- [Instructions]:
(1) Reproduce the passage from the article on ABO Wind's South African solar sale, from "The German Renewable" up to and including "of 100 megawatts.".
(2) Answer these questions using the article on ABO Wind's South African solar sale:
(a) What is the capacity of each of the two photovoltaic solar farms?
(b) Which mine operator concluded the Power Purchase Agreement with the buyer?
(c) In what year does SOLA plan to have the projects operational?

─── Excerpted text

The German Renewable power developer ABO Wind, has sold the project rights to two photovoltaic solar farms in South Africa, each with a capacity of 100 megawatts.
The buyer, the South African SOLA Group, has already concluded a private Power Purchase Agreement (PPA) for the projects with the mine operator Tronox. According to the investor, these are Africa’s largest renewable energy projects financed through a corporate PPA to date. Most renewable energy projects in South Africa receive a government-subsidised tariff, which is awarded through tenders.
The switch from coal to solar energy for the energy-intensive mining of mineral sands is ground-breaking. In the long term, solar power from the two 100-megawatt projects will reduce the mine operators global CO2 emissions by approximately 13 percent compared to the 2019 baseline. Construction is about to start and SOLA plans to have the projects operational in 2023.
“These project sales are our first major success in South Africa,” says Robert Wagener, the Head of Department at ABO Wind who is responsible for the country. “They are the first projects with which we had started our development activities in South Africa.” The sale agreements had already been signed in 2021. Now that the buyers have reached financial close, the contracts have become binding.

──────
─── Data under study

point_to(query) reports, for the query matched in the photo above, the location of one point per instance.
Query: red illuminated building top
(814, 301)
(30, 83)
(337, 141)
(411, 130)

──────

- [Solutions by task]:
(1)
The German Renewable power developer ABO Wind, has sold the project rights to two photovoltaic solar farms in South Africa, each with a capacity of 100 megawatts.

(2)
(a) 100 megawatts
(b) Tronox
(c) 2023